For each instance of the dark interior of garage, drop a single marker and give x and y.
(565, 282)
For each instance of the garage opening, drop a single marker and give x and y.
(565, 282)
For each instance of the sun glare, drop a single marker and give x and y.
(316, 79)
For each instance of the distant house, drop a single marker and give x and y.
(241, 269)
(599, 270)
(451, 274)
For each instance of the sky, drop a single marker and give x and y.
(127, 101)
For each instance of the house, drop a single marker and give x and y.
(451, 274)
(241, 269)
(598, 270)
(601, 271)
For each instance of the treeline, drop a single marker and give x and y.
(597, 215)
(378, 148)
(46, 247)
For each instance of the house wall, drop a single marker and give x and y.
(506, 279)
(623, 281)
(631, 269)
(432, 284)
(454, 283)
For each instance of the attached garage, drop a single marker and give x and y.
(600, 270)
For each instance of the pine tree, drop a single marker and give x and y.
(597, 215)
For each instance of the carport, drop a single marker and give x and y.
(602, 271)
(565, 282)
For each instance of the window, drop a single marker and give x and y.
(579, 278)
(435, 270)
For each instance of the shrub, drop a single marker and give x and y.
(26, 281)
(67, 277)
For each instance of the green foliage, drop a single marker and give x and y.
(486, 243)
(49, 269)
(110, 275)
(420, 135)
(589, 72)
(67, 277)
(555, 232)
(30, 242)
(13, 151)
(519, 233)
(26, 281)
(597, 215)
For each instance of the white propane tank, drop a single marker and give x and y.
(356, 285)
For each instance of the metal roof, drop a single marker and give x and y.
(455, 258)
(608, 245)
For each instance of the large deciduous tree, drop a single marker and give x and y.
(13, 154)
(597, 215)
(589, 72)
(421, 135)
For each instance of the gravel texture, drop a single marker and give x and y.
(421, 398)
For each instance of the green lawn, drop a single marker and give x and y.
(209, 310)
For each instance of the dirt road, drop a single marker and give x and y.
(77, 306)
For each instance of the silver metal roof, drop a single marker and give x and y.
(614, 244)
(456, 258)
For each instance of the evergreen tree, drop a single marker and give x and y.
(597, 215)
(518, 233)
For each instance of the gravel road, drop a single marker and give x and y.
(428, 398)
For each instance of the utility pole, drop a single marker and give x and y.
== == ==
→ EXERCISE DESCRIPTION:
Starting at the line containing "For each instance of the shrub, drop" and continuing through the end of the material, reproduce every line, requests included. Add 137 to each x and y coordinate in the answers.

→ OUTPUT OF THE EXERCISE:
For each instance of the shrub, drop a single marker and give x and y.
(163, 418)
(204, 414)
For each instance of the green foliage, drop a single marker and give x and y.
(623, 380)
(186, 406)
(247, 412)
(557, 272)
(726, 209)
(204, 414)
(692, 369)
(167, 379)
(150, 288)
(656, 370)
(163, 418)
(734, 352)
For each instance of the white propane tank, drop a single marker and give x and y.
(493, 422)
For each instance of the metal roof, drop a single marker and give x and y.
(592, 395)
(745, 382)
For each instance of the large deciduous tree, drop a single marker and give x and y.
(150, 291)
(734, 352)
(726, 209)
(558, 272)
For each instance of the gravel texture, drop a single marker and give x and y.
(558, 535)
For each instance of the green lawn, drop a single marker and give x and y.
(346, 447)
For each instance of the dirt road, drop a single marker and give x and y.
(214, 443)
For each instance of the silver metal roof, drop a single marker and give x and y.
(751, 381)
(593, 395)
For each instance of the evergreen tree, drop a single marker and give x and y.
(734, 352)
(655, 370)
For each instance of the gravel road, drop a single marker and give x and y.
(565, 535)
For each instance of the utility pole, drop a single marker and give x and y.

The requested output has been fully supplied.